What is expected:
From the top of the records below, return each line exactly, ending with the line that contains "Target: overcast sky".

Stored items:

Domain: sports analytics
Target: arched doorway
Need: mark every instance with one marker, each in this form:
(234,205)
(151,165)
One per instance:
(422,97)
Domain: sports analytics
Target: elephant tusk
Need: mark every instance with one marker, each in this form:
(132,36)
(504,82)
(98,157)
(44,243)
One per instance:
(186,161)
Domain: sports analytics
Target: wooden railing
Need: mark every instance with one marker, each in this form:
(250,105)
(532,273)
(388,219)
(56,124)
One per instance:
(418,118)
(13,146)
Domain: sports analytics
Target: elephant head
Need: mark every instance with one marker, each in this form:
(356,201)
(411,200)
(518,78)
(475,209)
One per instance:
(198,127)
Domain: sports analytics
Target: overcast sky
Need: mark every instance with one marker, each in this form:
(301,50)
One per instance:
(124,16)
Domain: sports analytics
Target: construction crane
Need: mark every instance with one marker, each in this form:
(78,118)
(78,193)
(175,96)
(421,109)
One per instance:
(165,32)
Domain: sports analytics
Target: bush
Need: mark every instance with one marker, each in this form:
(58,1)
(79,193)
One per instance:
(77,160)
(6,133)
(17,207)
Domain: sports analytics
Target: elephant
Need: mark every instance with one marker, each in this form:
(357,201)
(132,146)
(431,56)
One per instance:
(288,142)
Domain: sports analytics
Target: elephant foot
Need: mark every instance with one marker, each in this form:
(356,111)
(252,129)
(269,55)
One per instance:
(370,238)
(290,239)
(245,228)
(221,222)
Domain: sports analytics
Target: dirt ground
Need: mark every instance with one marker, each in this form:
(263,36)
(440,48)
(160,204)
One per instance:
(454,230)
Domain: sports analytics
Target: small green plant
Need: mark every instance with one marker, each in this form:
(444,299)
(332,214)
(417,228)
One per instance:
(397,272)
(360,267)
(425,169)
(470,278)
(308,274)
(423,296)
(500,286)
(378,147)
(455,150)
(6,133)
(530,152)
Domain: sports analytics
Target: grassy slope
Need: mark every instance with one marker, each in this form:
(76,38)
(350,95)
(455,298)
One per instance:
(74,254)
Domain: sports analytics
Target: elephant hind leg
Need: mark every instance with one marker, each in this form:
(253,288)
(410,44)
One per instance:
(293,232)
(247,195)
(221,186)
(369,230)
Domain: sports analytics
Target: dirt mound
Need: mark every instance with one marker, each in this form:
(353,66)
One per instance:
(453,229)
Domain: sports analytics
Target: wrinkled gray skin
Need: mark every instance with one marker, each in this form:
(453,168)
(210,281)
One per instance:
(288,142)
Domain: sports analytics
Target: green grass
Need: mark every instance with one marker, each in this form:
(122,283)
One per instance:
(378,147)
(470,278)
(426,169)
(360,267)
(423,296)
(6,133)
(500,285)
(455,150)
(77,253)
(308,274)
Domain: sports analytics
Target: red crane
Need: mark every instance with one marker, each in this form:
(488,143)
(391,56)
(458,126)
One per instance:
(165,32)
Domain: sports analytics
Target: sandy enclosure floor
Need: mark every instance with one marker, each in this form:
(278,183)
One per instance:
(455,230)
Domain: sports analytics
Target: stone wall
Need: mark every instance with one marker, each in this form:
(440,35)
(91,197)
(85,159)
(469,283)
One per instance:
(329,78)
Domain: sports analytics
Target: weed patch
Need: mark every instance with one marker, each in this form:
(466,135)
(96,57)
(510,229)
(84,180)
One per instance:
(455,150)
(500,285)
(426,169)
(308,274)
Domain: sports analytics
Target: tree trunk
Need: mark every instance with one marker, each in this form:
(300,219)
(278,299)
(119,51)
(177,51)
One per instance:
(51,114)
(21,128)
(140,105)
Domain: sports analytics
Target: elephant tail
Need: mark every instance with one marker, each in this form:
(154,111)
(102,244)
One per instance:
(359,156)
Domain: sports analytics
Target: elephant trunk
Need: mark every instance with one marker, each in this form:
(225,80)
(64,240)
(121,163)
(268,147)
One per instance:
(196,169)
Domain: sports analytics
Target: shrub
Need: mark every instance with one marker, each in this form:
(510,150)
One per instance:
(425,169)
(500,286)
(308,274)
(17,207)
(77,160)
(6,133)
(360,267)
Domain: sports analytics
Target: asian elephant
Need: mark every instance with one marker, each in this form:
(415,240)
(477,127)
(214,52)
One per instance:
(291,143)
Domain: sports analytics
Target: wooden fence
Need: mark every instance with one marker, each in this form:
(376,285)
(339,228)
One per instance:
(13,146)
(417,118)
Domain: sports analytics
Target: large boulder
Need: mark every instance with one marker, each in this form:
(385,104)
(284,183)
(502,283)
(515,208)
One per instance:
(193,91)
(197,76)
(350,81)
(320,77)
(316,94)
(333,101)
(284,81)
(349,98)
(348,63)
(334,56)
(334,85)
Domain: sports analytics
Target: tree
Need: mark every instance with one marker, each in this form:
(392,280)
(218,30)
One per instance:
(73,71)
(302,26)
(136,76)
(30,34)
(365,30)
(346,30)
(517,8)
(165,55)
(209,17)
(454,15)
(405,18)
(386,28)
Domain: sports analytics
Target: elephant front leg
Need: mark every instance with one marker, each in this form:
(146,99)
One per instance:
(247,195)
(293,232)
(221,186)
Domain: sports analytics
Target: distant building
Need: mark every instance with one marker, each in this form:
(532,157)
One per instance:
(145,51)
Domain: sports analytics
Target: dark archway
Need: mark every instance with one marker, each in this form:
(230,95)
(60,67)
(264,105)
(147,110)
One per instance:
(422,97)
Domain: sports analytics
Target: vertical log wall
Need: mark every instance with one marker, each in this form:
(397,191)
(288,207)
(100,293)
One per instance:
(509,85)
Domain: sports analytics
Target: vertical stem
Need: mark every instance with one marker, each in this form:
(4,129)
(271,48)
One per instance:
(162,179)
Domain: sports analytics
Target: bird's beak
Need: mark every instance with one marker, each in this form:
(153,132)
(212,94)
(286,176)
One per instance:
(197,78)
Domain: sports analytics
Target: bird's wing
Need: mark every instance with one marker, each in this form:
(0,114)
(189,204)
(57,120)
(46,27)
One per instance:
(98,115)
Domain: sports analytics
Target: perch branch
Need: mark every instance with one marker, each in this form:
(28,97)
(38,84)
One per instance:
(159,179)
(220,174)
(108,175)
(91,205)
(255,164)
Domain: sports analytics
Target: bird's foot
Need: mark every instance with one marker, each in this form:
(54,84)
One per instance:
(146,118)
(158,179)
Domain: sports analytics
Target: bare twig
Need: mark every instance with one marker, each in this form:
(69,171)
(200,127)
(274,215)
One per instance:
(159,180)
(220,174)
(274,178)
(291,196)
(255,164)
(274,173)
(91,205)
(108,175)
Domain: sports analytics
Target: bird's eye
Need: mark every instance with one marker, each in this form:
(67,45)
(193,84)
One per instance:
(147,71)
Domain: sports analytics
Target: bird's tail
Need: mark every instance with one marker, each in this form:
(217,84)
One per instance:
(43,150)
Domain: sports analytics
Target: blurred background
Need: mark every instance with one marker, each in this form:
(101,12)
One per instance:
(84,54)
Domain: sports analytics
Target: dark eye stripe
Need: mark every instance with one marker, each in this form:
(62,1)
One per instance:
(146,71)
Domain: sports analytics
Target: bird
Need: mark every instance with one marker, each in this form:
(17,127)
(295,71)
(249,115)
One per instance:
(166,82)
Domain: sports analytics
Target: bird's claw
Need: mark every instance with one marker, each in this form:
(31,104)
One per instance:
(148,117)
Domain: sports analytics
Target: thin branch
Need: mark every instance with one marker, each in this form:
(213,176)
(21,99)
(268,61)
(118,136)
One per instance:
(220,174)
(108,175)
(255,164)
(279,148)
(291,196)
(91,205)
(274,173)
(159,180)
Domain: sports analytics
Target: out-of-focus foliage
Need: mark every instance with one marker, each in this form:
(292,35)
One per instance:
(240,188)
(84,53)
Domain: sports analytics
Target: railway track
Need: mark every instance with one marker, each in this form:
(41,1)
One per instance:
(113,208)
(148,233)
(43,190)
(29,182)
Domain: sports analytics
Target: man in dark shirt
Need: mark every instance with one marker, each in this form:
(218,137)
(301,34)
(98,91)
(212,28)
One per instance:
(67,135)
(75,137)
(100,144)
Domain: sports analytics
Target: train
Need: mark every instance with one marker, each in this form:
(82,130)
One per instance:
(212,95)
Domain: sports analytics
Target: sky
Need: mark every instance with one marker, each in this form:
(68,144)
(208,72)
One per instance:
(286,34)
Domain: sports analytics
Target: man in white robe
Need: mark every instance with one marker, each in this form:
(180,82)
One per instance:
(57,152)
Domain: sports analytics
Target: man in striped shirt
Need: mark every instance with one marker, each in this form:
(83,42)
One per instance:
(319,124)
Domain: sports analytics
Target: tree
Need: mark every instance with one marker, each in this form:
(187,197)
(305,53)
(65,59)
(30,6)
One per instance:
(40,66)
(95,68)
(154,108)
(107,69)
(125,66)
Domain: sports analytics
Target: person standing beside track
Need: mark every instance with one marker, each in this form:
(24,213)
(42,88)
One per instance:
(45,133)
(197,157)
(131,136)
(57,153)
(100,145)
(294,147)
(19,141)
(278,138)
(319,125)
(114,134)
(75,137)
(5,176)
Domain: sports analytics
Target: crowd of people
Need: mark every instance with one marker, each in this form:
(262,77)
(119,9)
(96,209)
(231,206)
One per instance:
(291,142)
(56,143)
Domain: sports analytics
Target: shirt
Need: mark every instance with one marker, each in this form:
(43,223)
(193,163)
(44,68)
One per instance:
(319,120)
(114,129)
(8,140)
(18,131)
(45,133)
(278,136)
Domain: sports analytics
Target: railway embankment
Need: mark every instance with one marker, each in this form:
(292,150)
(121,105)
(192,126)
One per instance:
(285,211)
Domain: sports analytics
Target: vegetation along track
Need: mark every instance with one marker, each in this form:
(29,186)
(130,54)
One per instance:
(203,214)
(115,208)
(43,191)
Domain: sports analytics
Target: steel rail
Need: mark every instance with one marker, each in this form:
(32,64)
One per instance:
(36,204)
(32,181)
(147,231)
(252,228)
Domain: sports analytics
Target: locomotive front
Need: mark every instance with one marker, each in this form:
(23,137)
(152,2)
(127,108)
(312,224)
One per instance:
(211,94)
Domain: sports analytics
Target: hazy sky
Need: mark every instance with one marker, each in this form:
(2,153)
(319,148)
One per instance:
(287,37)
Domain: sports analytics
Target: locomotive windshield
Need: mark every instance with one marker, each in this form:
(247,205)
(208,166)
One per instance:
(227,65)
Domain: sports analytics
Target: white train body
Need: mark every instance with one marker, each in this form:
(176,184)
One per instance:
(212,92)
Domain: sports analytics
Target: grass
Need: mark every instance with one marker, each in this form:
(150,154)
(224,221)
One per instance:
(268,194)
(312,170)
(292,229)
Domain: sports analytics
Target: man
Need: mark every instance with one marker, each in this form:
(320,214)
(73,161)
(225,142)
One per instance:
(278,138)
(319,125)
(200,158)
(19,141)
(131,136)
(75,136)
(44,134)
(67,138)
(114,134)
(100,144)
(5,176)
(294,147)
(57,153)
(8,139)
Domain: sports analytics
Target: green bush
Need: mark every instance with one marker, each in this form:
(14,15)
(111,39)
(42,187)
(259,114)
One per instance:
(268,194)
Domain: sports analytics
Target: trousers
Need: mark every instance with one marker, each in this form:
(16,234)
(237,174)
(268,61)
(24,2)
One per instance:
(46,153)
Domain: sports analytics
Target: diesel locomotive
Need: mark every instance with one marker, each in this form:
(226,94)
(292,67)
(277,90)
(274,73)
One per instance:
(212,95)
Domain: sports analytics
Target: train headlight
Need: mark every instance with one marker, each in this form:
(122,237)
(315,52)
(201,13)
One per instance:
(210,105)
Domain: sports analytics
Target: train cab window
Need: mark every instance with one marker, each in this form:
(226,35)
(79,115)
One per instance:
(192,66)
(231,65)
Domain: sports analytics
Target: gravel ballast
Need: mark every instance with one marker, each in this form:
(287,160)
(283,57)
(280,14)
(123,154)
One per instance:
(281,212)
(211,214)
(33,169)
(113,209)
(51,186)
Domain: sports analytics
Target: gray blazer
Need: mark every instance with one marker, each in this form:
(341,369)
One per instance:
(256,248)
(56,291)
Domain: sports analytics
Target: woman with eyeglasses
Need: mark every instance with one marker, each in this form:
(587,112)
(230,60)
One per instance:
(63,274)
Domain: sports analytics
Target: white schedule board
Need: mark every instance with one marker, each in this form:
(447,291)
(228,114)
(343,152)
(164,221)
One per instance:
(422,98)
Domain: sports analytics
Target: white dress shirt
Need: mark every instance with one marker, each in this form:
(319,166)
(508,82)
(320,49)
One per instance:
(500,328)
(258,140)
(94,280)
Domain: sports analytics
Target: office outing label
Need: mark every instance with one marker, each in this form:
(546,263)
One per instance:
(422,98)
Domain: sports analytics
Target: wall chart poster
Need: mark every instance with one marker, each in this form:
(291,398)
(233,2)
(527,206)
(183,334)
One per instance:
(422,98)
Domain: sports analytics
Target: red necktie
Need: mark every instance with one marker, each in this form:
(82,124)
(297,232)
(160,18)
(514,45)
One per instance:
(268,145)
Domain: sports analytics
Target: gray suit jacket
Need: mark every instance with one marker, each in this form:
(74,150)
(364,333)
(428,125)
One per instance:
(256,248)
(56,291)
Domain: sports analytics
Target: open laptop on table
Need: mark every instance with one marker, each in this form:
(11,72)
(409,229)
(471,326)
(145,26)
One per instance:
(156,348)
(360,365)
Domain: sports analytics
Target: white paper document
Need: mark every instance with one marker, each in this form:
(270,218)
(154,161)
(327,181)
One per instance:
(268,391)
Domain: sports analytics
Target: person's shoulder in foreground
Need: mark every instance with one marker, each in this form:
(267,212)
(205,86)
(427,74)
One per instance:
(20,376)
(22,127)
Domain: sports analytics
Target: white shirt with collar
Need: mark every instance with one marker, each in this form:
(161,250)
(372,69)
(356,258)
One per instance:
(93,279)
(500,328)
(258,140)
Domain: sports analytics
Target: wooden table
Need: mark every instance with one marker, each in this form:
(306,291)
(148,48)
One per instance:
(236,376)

Reply:
Domain: sports analytics
Target: arched doorway
Need: mark every instance with one marker, each in this form:
(234,205)
(151,165)
One per instance:
(422,97)
Domain: sports analytics
Target: elephant tusk
Need: mark every instance with one marker, each in this form:
(132,36)
(504,82)
(98,157)
(44,243)
One per instance:
(186,161)
Domain: sports analytics
Target: wooden railing
Need: mark every instance with one marker, each in this form:
(250,105)
(532,273)
(388,219)
(56,124)
One per instance:
(418,118)
(13,146)
Domain: sports analytics
Target: elephant head
Need: mark every instance with one marker, each in this form:
(356,201)
(411,200)
(518,78)
(475,209)
One per instance:
(198,127)
Domain: sports analytics
Target: overcast sky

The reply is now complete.